Extracted text:
———

Granted, finally, that we succeeded in explaining our entire instinctive life as the development and ramification of one fundamental form of will—namely, the Will to Power…granted that all organic functions could be traced back to this Will to Power, and that the solution to the problem of generation and nutrition—it is one problem—could also be found therein: one would thus have acquired the right to define all active force unequivocally as Will to Power.
—Friedrich Nietzsche, Beyond Good and Evil
For, what does not exist cannot will; but what is in existence, how could that still want existence? Only where there is life is there also will: not will to life but—thus I teach you—will to power. There is much that life esteems more highly than life itself; but out of the esteeming itself speaks the Will to Power.
—Friedrich Nietzsche, Thus Spoke Zarathustra
A version of this idea, that self-assertion and self-preservation, a “will to power”, is the primary engine of life—and perhaps also of the recently deceased—can be found in at least three well-known stories by H.P. Lovecraft, Robert E. Howard, and Clark Ashton Smith.
“Cool Air” (1928), “The Lost Race” (1927), and the marvelously gruesome “The Return of the Sorcerer” (1931) are all very different from each other in terms of narrative content, yet each one contains a statement of Nietzsche’s insight about the nature of life. All three were published in various magazines at a time in history when Nietzsche’s ideas were being appropriated and misinterpreted by fascists for their own menschliches, allzumenschliches purposes.
Various social and political theories loosely based on Nietzsche were in circulation from the end of the First World War to the beginnings of the Second—the Nazis were fond of selectively quoting him. It may be that Nietzsche-like ideas will become popular again as we prepare for the Third. Unsurprisingly, horror writers have been somewhat more accurate in their application of the great philosopher’s ideas than mere totalitarians.
S.T. Joshi, in his foundational two volume biography I Am Providence (2013) notes that Lovecraft may have encountered Nietzsche’s ideas as early as 1918, though it is unclear whether Lovecraft read any of the philosopher’s books directly. The biographer reports that none of Nietzsche’s books were found in Lovecraft’s library, and his reference to the philosopher in some of his correspondence suggests only a partial understanding of Nietzsche’s insights. It seems likely that he imbibed some of these notions through his association with Alfred Galpin, a young friend who shared Lovecraft’s perspectives and was an ardent Nietzschean.
Lovecraft’s affection for fascism, his identification with aristocracy, (though his life-long poverty disqualified him from it), and his anti-democratic attitudes may have been drawn from his interpretation of Nietzschean notions. Lovecraft traced his cynical world view to the philosopher, (among others), and drew from him some support for his cosmicist views: that humanity has no ultimate purpose or goal, but is “a superfluous speck in the unfathomable vortices of infinity and eternity.” Lovecraft evidently overlooked the opening sections of Thus Spoke Zarathustra, in which the philosopher offers his view of the reason for human existence: “I teach you the overman. Man is something that shall be overcome…What is great in man is that he is bridge and not an end…”

———

Excerpted records:
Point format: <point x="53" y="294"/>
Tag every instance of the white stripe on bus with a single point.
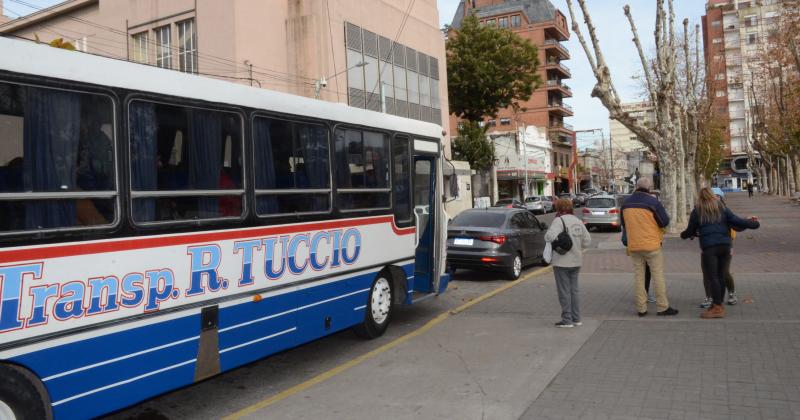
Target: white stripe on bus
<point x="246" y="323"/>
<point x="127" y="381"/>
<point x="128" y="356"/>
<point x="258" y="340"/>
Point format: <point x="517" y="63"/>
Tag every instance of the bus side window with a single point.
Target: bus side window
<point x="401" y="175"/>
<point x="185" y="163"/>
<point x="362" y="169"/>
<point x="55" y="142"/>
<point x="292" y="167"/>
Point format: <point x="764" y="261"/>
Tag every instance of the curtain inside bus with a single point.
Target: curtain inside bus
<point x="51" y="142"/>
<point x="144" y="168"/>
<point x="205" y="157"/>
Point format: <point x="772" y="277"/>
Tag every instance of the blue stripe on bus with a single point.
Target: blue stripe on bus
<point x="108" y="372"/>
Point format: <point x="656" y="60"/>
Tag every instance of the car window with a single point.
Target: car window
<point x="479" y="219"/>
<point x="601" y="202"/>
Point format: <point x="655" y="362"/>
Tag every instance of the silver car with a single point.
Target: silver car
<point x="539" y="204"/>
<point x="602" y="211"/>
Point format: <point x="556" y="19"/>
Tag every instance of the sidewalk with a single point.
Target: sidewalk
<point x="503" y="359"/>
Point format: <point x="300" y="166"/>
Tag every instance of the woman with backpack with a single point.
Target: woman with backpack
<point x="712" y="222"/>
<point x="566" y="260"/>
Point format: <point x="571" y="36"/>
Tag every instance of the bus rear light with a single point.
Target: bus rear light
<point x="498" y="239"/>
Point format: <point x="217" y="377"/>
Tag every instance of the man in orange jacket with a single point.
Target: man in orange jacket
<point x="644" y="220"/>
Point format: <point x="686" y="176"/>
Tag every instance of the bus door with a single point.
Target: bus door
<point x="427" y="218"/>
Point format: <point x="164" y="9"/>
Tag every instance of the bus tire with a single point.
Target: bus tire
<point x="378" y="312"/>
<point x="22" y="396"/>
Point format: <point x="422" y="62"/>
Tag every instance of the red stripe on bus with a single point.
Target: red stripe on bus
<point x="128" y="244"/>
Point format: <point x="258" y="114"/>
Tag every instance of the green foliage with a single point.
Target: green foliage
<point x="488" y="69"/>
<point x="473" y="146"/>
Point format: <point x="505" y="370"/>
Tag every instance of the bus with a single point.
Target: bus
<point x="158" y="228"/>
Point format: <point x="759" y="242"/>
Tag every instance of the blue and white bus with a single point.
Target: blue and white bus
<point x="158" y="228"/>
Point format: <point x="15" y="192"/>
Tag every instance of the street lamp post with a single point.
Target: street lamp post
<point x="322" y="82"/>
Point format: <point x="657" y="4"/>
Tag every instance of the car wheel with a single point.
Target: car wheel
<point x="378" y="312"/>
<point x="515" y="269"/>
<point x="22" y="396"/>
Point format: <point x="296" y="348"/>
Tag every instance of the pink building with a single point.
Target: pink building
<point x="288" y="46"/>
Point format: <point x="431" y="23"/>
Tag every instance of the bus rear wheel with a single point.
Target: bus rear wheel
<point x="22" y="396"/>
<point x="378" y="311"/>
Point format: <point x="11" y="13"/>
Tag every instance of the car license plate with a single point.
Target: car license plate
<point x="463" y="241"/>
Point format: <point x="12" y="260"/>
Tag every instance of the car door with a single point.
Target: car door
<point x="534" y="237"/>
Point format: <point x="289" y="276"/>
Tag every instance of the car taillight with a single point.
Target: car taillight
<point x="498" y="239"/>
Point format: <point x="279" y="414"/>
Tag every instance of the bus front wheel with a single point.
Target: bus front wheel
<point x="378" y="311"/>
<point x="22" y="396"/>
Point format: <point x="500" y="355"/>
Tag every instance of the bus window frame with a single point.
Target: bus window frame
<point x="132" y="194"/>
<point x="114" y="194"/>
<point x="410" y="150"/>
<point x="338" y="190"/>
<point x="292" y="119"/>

———

Set task: In the essay above on Nietzsche's will to power in weird fiction, which young friend of Lovecraft's is described as an ardent Nietzschean?

Response to the task: Alfred Galpin